### Records for this exercise
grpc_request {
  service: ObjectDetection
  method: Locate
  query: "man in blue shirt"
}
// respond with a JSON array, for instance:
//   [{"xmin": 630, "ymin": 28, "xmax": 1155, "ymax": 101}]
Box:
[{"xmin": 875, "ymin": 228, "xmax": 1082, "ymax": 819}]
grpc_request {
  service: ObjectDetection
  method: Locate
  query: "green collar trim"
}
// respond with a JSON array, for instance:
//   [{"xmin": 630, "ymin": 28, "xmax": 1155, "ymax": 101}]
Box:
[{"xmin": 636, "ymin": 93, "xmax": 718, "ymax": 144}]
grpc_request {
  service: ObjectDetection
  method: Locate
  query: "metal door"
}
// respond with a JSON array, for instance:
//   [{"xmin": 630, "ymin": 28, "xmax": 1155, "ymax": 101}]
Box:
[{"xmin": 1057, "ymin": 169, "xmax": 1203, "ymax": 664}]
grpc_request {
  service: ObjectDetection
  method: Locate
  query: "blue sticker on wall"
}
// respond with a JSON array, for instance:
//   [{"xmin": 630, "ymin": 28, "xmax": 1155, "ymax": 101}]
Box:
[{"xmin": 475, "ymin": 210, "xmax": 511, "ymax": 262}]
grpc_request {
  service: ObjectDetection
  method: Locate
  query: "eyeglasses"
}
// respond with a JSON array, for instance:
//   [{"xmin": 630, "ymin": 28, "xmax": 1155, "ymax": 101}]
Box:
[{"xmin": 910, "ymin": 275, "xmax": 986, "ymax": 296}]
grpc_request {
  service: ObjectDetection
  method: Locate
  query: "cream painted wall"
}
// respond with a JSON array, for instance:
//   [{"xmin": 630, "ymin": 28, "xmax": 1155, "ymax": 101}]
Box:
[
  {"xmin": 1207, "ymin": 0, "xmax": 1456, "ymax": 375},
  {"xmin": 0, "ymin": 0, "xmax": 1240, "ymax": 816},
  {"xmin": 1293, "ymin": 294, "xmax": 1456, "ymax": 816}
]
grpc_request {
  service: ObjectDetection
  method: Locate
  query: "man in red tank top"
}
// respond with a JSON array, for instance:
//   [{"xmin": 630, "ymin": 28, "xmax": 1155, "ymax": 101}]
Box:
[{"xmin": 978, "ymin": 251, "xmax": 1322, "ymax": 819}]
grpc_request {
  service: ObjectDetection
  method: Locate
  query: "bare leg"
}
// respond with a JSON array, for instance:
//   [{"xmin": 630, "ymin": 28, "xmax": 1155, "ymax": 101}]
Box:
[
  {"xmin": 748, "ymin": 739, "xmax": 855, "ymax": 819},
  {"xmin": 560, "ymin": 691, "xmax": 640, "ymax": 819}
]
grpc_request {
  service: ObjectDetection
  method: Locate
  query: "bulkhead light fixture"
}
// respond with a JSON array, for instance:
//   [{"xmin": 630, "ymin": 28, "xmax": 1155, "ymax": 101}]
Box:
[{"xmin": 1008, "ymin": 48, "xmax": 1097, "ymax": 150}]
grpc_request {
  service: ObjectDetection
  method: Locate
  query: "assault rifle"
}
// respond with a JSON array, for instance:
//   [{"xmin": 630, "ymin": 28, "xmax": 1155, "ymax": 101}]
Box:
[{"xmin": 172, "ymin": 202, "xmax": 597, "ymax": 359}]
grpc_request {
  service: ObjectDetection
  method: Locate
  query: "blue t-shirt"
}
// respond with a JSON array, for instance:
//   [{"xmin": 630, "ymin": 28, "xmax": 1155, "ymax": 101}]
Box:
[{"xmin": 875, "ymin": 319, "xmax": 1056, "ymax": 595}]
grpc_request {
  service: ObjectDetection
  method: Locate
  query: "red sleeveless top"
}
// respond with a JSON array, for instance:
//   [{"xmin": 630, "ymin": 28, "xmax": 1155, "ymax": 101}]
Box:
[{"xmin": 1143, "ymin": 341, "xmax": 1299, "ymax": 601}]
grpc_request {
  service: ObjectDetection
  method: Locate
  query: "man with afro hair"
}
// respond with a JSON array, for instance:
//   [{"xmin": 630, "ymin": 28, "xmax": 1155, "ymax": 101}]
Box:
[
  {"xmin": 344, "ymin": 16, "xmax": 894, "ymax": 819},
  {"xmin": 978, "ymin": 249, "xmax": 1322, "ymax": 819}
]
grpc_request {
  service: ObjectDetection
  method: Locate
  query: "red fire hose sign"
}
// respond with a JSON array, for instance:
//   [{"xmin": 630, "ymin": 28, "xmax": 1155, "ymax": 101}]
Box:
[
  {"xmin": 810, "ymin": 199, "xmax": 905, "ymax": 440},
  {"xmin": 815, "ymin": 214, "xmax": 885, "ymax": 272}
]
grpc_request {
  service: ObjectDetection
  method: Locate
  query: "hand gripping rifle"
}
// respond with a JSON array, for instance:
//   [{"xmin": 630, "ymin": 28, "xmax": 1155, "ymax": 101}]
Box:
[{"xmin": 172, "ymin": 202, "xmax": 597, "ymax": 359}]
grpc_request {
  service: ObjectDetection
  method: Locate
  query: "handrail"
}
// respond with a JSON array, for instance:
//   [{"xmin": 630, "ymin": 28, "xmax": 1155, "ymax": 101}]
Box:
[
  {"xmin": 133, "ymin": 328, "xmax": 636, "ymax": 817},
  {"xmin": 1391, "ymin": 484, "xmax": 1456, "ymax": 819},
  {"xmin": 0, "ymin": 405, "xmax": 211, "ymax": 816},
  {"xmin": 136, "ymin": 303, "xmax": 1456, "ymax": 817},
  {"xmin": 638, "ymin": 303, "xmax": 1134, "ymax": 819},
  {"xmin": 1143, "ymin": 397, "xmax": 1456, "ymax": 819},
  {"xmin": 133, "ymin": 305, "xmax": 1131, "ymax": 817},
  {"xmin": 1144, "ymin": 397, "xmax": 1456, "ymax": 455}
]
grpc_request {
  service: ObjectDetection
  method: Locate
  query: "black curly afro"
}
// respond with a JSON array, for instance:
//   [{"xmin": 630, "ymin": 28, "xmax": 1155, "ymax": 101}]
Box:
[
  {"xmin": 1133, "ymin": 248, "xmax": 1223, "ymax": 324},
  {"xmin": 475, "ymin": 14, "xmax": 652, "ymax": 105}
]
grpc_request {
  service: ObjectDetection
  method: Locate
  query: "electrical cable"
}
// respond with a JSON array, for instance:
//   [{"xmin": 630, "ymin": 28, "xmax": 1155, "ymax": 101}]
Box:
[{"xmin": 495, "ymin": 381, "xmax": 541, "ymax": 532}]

### Task objective
Count the lines in the entries above that contain the string "rifle". Reply with the number alone.

### Reply
2